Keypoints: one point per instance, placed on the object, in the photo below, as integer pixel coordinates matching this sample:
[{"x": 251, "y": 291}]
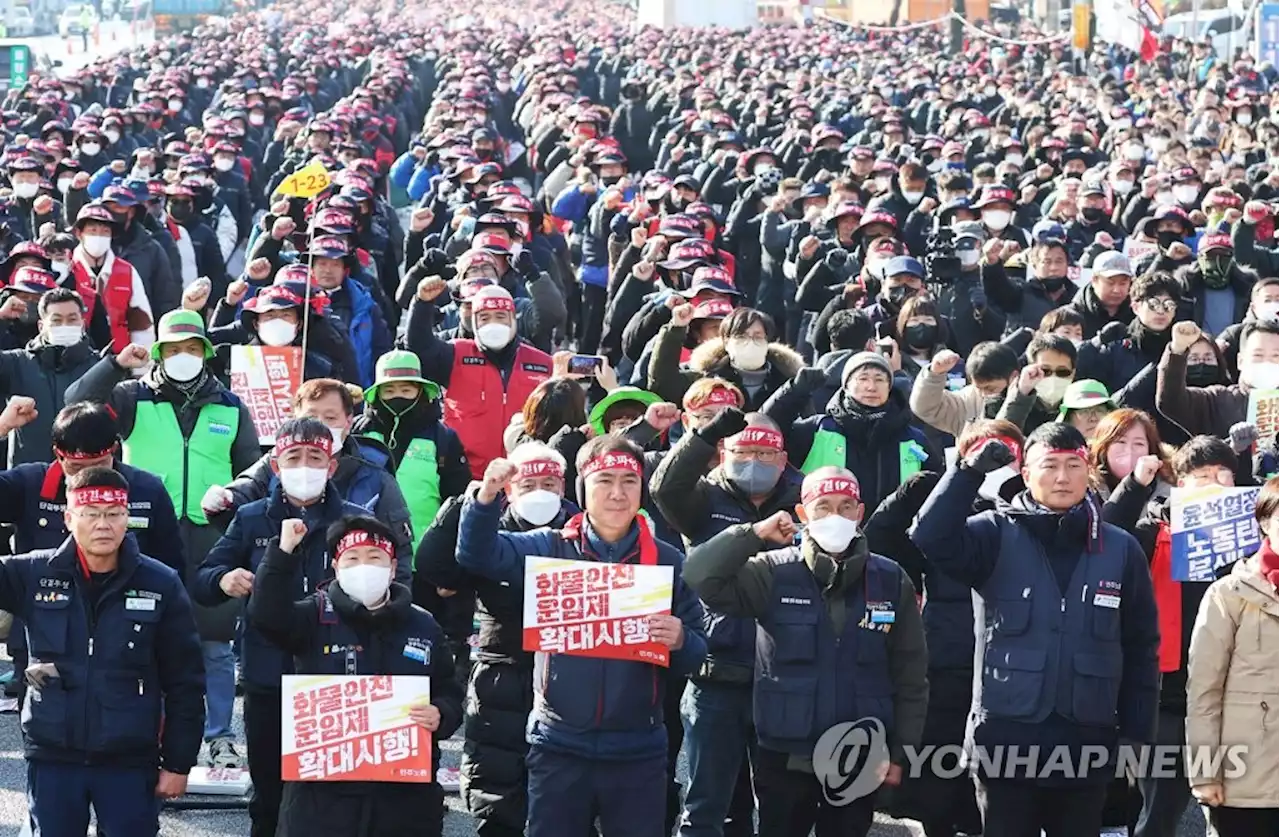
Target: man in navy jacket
[
  {"x": 598, "y": 746},
  {"x": 1066, "y": 630}
]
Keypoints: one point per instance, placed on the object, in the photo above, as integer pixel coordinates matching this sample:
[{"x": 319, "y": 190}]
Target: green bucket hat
[
  {"x": 181, "y": 325},
  {"x": 622, "y": 393},
  {"x": 401, "y": 366},
  {"x": 1083, "y": 394}
]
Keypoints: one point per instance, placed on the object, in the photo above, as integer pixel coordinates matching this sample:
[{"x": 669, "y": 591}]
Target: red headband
[
  {"x": 1075, "y": 452},
  {"x": 97, "y": 495},
  {"x": 81, "y": 457},
  {"x": 493, "y": 303},
  {"x": 612, "y": 462},
  {"x": 360, "y": 538},
  {"x": 287, "y": 442},
  {"x": 812, "y": 490},
  {"x": 536, "y": 469},
  {"x": 757, "y": 438},
  {"x": 718, "y": 397},
  {"x": 1005, "y": 440}
]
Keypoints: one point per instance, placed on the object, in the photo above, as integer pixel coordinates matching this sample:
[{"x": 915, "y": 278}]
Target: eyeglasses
[
  {"x": 767, "y": 457},
  {"x": 96, "y": 515},
  {"x": 1160, "y": 306}
]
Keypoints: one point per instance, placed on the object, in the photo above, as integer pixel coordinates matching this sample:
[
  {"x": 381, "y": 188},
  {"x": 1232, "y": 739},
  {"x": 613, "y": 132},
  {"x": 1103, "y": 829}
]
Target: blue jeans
[
  {"x": 219, "y": 689},
  {"x": 718, "y": 733}
]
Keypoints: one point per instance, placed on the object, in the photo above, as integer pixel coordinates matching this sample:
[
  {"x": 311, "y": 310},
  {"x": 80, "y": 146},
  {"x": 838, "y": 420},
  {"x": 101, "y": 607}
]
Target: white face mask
[
  {"x": 96, "y": 246},
  {"x": 1262, "y": 375},
  {"x": 182, "y": 366},
  {"x": 832, "y": 533},
  {"x": 997, "y": 219},
  {"x": 745, "y": 353},
  {"x": 991, "y": 485},
  {"x": 366, "y": 584},
  {"x": 494, "y": 335},
  {"x": 304, "y": 484},
  {"x": 1052, "y": 389},
  {"x": 536, "y": 507},
  {"x": 64, "y": 334},
  {"x": 277, "y": 332}
]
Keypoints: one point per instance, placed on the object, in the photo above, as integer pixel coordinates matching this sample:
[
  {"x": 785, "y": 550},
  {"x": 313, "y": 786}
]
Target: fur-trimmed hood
[{"x": 712, "y": 357}]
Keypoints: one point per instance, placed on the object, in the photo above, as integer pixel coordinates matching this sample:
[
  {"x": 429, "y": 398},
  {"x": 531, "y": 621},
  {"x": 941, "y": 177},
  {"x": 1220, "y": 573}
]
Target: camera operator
[{"x": 954, "y": 277}]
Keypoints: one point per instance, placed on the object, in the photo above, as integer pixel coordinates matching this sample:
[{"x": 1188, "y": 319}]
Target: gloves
[
  {"x": 216, "y": 499},
  {"x": 730, "y": 421},
  {"x": 810, "y": 379},
  {"x": 990, "y": 457},
  {"x": 1243, "y": 435},
  {"x": 525, "y": 265}
]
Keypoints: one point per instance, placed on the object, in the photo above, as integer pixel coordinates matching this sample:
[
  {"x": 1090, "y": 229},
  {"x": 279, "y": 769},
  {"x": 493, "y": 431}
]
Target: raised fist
[
  {"x": 1184, "y": 337},
  {"x": 777, "y": 529},
  {"x": 292, "y": 531},
  {"x": 236, "y": 292},
  {"x": 992, "y": 456},
  {"x": 497, "y": 475},
  {"x": 430, "y": 288},
  {"x": 133, "y": 356}
]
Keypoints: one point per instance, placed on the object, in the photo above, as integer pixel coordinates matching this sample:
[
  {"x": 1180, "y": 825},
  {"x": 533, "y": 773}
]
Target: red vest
[
  {"x": 117, "y": 296},
  {"x": 1169, "y": 602},
  {"x": 479, "y": 407}
]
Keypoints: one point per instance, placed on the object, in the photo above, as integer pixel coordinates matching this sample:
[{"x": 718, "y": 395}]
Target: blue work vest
[
  {"x": 1047, "y": 652},
  {"x": 807, "y": 678},
  {"x": 403, "y": 649}
]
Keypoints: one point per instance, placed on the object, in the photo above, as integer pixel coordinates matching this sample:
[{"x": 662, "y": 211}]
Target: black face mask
[
  {"x": 400, "y": 406},
  {"x": 1202, "y": 374},
  {"x": 920, "y": 335}
]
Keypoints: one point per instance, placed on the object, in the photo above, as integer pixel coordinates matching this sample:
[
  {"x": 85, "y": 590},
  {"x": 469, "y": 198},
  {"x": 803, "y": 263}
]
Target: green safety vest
[
  {"x": 419, "y": 478},
  {"x": 830, "y": 448},
  {"x": 206, "y": 453}
]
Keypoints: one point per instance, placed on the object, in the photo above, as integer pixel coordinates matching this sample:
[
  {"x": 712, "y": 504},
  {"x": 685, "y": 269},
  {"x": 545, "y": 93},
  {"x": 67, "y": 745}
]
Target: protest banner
[
  {"x": 265, "y": 379},
  {"x": 586, "y": 608},
  {"x": 353, "y": 728},
  {"x": 1265, "y": 411},
  {"x": 1211, "y": 526}
]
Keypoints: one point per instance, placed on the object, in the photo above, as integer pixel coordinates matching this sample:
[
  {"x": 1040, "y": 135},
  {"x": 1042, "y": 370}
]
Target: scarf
[{"x": 1269, "y": 565}]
******************************
### WHAT YOU NEED TO DO
Retype each entry precisely. Skip images entirely.

### RESULT
Keypoints: one point per instance, placed on the object, in the photo below, as integer pixel coordinates matching this sample:
[{"x": 251, "y": 291}]
Target: man in navy jacket
[
  {"x": 598, "y": 746},
  {"x": 1066, "y": 630}
]
Keypoints: one point per instance, placed on the object, in the photo above, as integer pixel coordinates matching this sample:
[{"x": 319, "y": 190}]
Target: green bucket hat
[
  {"x": 181, "y": 325},
  {"x": 622, "y": 393},
  {"x": 401, "y": 366},
  {"x": 1083, "y": 394}
]
Keypoints: one point per instance, placed on the object, in the photo above, as integer pixel coordinates matching this sample:
[{"x": 669, "y": 591}]
Target: red headband
[
  {"x": 1075, "y": 452},
  {"x": 97, "y": 495},
  {"x": 81, "y": 457},
  {"x": 493, "y": 303},
  {"x": 612, "y": 462},
  {"x": 360, "y": 538},
  {"x": 287, "y": 442},
  {"x": 812, "y": 490},
  {"x": 536, "y": 469},
  {"x": 757, "y": 438},
  {"x": 718, "y": 397},
  {"x": 1005, "y": 440}
]
Keypoints: one point per instance, placed on the object, in the photo above, as integer pixel coordinates matching this sample:
[{"x": 915, "y": 278}]
Target: eyeglasses
[
  {"x": 767, "y": 457},
  {"x": 96, "y": 515},
  {"x": 1160, "y": 306}
]
Keypoints: one point per instance, placed on the object, in the photo above, as integer pixel coordinates matching this sample:
[
  {"x": 381, "y": 188},
  {"x": 1232, "y": 739},
  {"x": 613, "y": 132},
  {"x": 1103, "y": 829}
]
Target: blue jeans
[
  {"x": 219, "y": 689},
  {"x": 718, "y": 733}
]
Keypoints: one point per instance, placed on the object, in the photo above, as integer pixel coordinates matching this sample:
[
  {"x": 311, "y": 310},
  {"x": 80, "y": 146},
  {"x": 838, "y": 420},
  {"x": 101, "y": 607}
]
Target: white face mask
[
  {"x": 96, "y": 246},
  {"x": 1262, "y": 375},
  {"x": 182, "y": 366},
  {"x": 832, "y": 533},
  {"x": 997, "y": 219},
  {"x": 745, "y": 353},
  {"x": 991, "y": 485},
  {"x": 366, "y": 584},
  {"x": 494, "y": 335},
  {"x": 304, "y": 484},
  {"x": 1052, "y": 389},
  {"x": 536, "y": 507},
  {"x": 64, "y": 334},
  {"x": 277, "y": 332}
]
Keypoints: one point per instance, placed on the object, in the photo above, as integer pixel coordinates matching this sample:
[
  {"x": 785, "y": 550},
  {"x": 313, "y": 786}
]
Target: fur-trimmed hood
[{"x": 712, "y": 357}]
Keypoints: one point per instance, placed on the object, in the photo above, as integer pixel coordinates matching this sample:
[
  {"x": 429, "y": 398},
  {"x": 531, "y": 621},
  {"x": 941, "y": 177},
  {"x": 1220, "y": 573}
]
Target: camera operator
[{"x": 954, "y": 277}]
Keypoints: one point per instance, placed on the object, in the photo above, as integer pixel coordinates matching this sample:
[{"x": 1188, "y": 319}]
Target: gloves
[
  {"x": 216, "y": 499},
  {"x": 730, "y": 421},
  {"x": 810, "y": 379},
  {"x": 990, "y": 457},
  {"x": 1243, "y": 435},
  {"x": 525, "y": 265}
]
Keypoints: one point per instance, placed on the object, in the photo above, as integer pixel coordinates matching this sample:
[
  {"x": 1090, "y": 229},
  {"x": 279, "y": 769},
  {"x": 493, "y": 431}
]
Target: raised fist
[
  {"x": 1184, "y": 337},
  {"x": 777, "y": 529},
  {"x": 292, "y": 531},
  {"x": 236, "y": 292},
  {"x": 992, "y": 456},
  {"x": 497, "y": 475},
  {"x": 430, "y": 288},
  {"x": 133, "y": 356}
]
Keypoints: one point per instance, placed on the object, in the photo above, as integer pixel coordinates matching this sample:
[
  {"x": 1180, "y": 825},
  {"x": 533, "y": 773}
]
Target: red vest
[
  {"x": 117, "y": 296},
  {"x": 1169, "y": 602},
  {"x": 479, "y": 407}
]
Keypoints: one point per instance, placed on the object, in the photo above, as integer pixel coordinates matching this sample:
[{"x": 718, "y": 395}]
Target: blue work vest
[
  {"x": 1047, "y": 652},
  {"x": 807, "y": 678},
  {"x": 403, "y": 649}
]
Keypoints: one point per instance, placed on the object, in the photo above, as integer pixel coordinates matching this sample:
[{"x": 662, "y": 211}]
Target: black face mask
[
  {"x": 400, "y": 406},
  {"x": 1202, "y": 374},
  {"x": 920, "y": 335}
]
Keypoints: one point per instance, placed on the object, in the photo above, as integer pixel coordinates matching this sample:
[
  {"x": 85, "y": 590},
  {"x": 469, "y": 198},
  {"x": 803, "y": 263}
]
Target: green safety vest
[
  {"x": 419, "y": 478},
  {"x": 830, "y": 448},
  {"x": 206, "y": 453}
]
Keypoints: one point per instance, placed on the object, in the photo above, as integer pixel coordinates matching this sample:
[
  {"x": 712, "y": 504},
  {"x": 685, "y": 269},
  {"x": 545, "y": 93},
  {"x": 67, "y": 745}
]
Target: protest banner
[
  {"x": 265, "y": 379},
  {"x": 586, "y": 608},
  {"x": 353, "y": 728},
  {"x": 1265, "y": 411},
  {"x": 1211, "y": 526}
]
Keypoints: one point per instance, placed on the object, in the photo above, as integer pixel coordinates matching this sample:
[
  {"x": 1040, "y": 135},
  {"x": 1042, "y": 370}
]
Target: scarf
[{"x": 1269, "y": 565}]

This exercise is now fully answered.